# Stated goal
Copy every line of the data that follows in which the string "below" appears, matching uppercase and lowercase exactly.

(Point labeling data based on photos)
⁂

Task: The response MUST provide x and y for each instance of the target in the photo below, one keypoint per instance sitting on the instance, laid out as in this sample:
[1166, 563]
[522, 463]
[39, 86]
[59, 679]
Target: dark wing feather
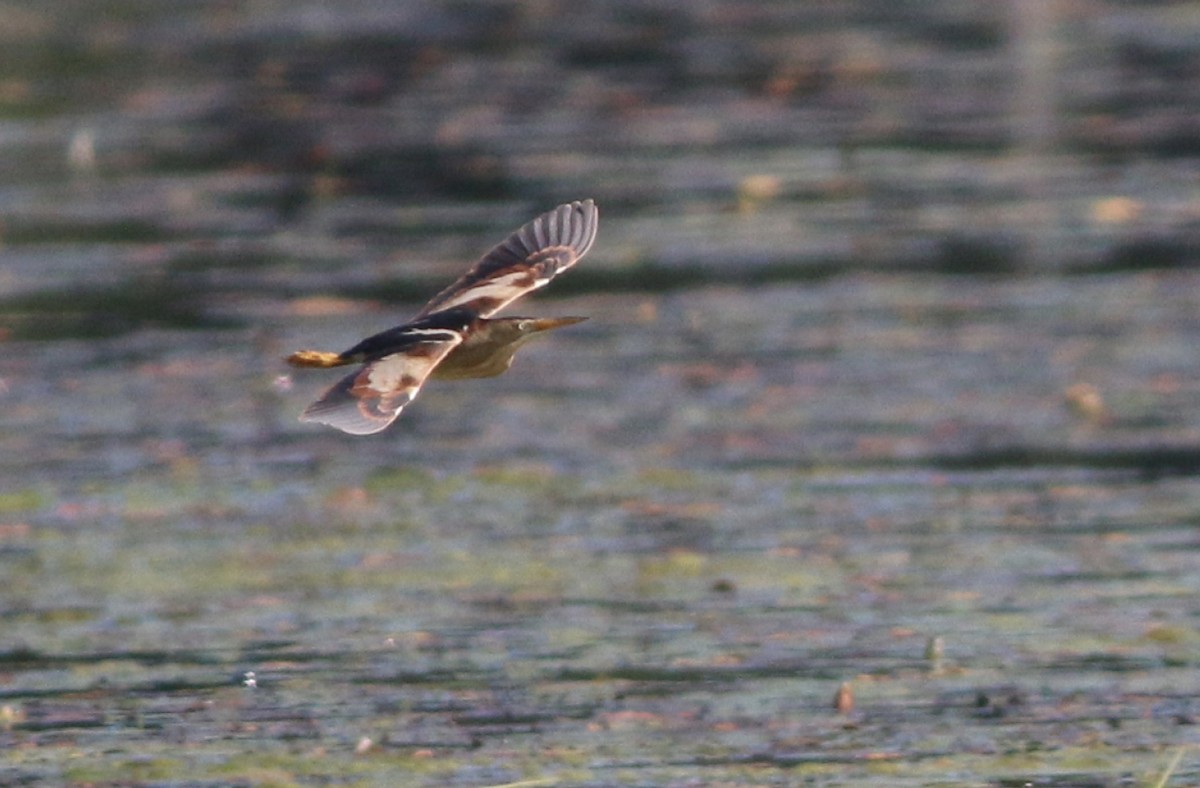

⁂

# Solution for this task
Task: The response MUST provide x and y for each instance of the target in the photo below, one keypoint per instance sitting on the instance, laid out as in this sample:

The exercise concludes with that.